- **Exercício proposto**
Digite de novo todas as linhas das entradas abaixo, do começo ao fim, sem mudar nada.

- **Dados fornecidos**
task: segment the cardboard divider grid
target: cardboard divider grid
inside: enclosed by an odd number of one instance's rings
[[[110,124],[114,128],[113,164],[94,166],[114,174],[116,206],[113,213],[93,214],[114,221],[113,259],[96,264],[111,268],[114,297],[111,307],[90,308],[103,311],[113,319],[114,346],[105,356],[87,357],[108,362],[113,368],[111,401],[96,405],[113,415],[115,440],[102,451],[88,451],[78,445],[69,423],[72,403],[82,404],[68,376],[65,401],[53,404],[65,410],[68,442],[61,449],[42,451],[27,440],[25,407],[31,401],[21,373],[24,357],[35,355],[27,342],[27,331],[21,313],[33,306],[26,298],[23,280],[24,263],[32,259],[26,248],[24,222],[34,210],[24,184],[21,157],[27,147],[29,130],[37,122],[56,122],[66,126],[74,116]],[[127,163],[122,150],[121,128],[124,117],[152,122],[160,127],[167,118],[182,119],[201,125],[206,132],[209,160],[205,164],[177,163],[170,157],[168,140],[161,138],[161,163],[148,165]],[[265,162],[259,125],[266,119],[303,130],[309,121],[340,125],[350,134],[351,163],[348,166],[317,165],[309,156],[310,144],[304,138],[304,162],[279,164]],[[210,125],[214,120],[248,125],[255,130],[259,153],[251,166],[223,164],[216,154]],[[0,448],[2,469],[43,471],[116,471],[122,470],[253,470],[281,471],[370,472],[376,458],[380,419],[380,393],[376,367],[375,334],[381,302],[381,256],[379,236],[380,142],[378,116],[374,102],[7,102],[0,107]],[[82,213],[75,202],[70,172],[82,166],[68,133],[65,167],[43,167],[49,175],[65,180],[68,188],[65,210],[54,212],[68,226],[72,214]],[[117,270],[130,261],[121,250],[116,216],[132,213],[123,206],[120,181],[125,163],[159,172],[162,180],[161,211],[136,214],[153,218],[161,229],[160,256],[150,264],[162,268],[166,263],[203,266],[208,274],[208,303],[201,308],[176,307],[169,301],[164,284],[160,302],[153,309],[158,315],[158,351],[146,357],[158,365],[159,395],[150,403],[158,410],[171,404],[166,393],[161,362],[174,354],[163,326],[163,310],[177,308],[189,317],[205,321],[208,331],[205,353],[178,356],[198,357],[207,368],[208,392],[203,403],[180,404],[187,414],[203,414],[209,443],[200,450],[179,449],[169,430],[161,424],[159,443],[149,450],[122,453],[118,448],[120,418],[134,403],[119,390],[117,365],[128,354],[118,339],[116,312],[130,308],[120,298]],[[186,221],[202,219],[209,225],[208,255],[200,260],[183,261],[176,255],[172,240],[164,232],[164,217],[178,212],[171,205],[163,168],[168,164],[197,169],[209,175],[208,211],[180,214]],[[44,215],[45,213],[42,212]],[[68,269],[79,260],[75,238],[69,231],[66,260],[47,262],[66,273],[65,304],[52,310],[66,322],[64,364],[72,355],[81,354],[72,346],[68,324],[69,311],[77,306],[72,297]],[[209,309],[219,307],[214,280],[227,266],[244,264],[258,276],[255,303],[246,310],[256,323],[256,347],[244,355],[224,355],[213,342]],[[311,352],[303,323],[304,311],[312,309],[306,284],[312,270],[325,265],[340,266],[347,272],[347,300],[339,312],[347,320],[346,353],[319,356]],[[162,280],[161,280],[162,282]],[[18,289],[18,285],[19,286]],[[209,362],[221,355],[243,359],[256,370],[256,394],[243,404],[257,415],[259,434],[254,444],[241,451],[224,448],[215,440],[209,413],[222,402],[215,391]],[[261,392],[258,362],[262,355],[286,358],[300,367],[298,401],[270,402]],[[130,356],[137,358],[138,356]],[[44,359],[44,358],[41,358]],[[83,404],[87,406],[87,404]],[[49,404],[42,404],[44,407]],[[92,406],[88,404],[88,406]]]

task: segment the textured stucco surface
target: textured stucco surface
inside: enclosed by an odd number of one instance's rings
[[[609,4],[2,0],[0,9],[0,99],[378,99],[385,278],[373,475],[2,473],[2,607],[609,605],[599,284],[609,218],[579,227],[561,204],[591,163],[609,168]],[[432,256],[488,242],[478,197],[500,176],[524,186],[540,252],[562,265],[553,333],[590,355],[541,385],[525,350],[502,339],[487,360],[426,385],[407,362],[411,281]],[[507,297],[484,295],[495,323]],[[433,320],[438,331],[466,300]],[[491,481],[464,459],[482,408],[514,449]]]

- **Resposta escrita**
task: segment the cardboard divider grid
target: cardboard divider grid
inside: enclosed by an odd number of one instance's rings
[[[110,124],[114,128],[113,164],[94,166],[114,174],[116,206],[113,213],[93,214],[114,221],[113,259],[96,264],[111,268],[114,297],[111,307],[90,308],[103,311],[113,319],[114,346],[105,356],[87,357],[108,362],[113,368],[111,401],[96,405],[113,415],[115,440],[102,451],[88,451],[78,445],[69,423],[72,403],[82,404],[68,376],[65,401],[53,404],[65,410],[68,442],[61,449],[42,451],[27,440],[25,407],[31,401],[21,373],[24,357],[35,355],[27,342],[27,331],[21,313],[33,306],[26,298],[23,280],[24,263],[32,259],[26,248],[24,222],[34,210],[24,184],[21,157],[27,147],[29,130],[37,122],[56,122],[66,126],[74,116]],[[127,163],[122,150],[121,128],[124,117],[152,122],[160,127],[167,118],[182,119],[201,125],[206,132],[209,160],[205,164],[177,163],[170,157],[168,140],[161,138],[161,163],[148,165]],[[265,162],[259,125],[266,119],[303,130],[309,121],[340,125],[350,134],[351,163],[348,166],[317,165],[309,156],[310,144],[304,138],[304,162],[279,164]],[[210,125],[214,120],[248,125],[255,130],[259,153],[251,166],[223,164],[216,154]],[[0,448],[2,469],[43,471],[116,471],[122,470],[253,470],[281,471],[370,472],[376,458],[380,419],[380,393],[376,367],[375,334],[381,302],[381,256],[379,236],[380,142],[378,116],[374,102],[7,102],[0,107]],[[82,213],[75,202],[70,172],[82,166],[68,133],[65,167],[43,167],[49,175],[65,180],[68,188],[65,210],[54,212],[68,226],[72,214]],[[117,270],[130,261],[121,250],[116,216],[132,213],[123,206],[120,181],[125,163],[159,172],[162,180],[161,211],[136,214],[153,218],[161,229],[160,256],[150,264],[162,268],[166,263],[203,266],[208,274],[208,303],[201,308],[176,307],[169,301],[164,284],[160,302],[153,309],[158,315],[158,351],[146,357],[158,365],[159,395],[150,403],[158,410],[171,404],[166,393],[161,362],[174,354],[163,326],[163,310],[177,308],[189,317],[205,321],[208,331],[205,353],[178,356],[198,357],[207,368],[208,392],[203,403],[180,404],[187,414],[203,414],[209,443],[200,450],[179,449],[169,430],[161,424],[159,443],[149,450],[122,453],[118,448],[120,418],[134,403],[119,390],[117,365],[128,354],[118,339],[116,312],[130,308],[120,298]],[[186,221],[202,219],[209,225],[208,255],[200,260],[183,261],[176,255],[172,240],[164,232],[164,217],[178,212],[171,205],[163,168],[168,164],[197,169],[209,175],[208,211],[180,214]],[[44,215],[45,213],[42,212]],[[68,269],[79,260],[75,238],[69,231],[66,260],[47,262],[66,273],[65,304],[52,310],[66,322],[64,364],[72,355],[81,354],[72,346],[68,324],[69,311],[77,306],[72,297]],[[209,309],[219,307],[214,280],[227,266],[244,264],[258,276],[255,303],[246,310],[256,323],[256,347],[244,355],[224,355],[213,342]],[[311,352],[303,323],[304,311],[312,309],[306,284],[312,270],[325,265],[340,266],[347,272],[347,300],[339,312],[347,320],[346,353],[319,356]],[[162,280],[161,280],[162,282]],[[18,289],[18,285],[19,286]],[[209,362],[221,355],[243,359],[256,370],[256,394],[243,404],[257,415],[259,434],[254,444],[241,451],[224,448],[215,440],[209,413],[222,402],[215,391]],[[261,392],[258,362],[262,355],[286,358],[300,367],[298,401],[270,402]],[[130,356],[137,358],[138,356]],[[44,359],[44,358],[41,358]],[[83,404],[87,406],[87,404]],[[49,404],[42,404],[44,407]],[[92,406],[88,404],[88,406]]]

task: segment the textured stucco surface
target: textured stucco surface
inside: enclosed by an odd number of one instance's rings
[[[609,4],[2,0],[0,9],[0,99],[378,99],[385,278],[373,475],[2,473],[2,607],[609,605],[599,284],[609,218],[579,227],[561,204],[591,163],[609,168]],[[432,256],[488,242],[478,197],[500,176],[524,186],[540,252],[562,265],[553,333],[590,355],[541,385],[525,350],[502,339],[487,360],[426,385],[407,362],[411,281]],[[507,297],[484,295],[495,323]],[[433,320],[438,331],[466,300]],[[491,481],[464,459],[482,408],[514,449]]]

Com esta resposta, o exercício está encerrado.